• **SUPPLIED DATA**:
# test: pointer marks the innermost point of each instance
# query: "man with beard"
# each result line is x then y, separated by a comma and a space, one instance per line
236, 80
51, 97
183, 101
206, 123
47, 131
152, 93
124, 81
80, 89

• **THE PROBLEM**:
Quote all of the records above line by line, without changing a single character.

• **RESPONSE**:
# test: pointer marks the innermost point of each instance
# query: "man with beard"
# each result line is x then y, separated by a comma and a space, one instance per line
236, 80
51, 97
183, 101
206, 123
47, 131
152, 93
124, 81
80, 89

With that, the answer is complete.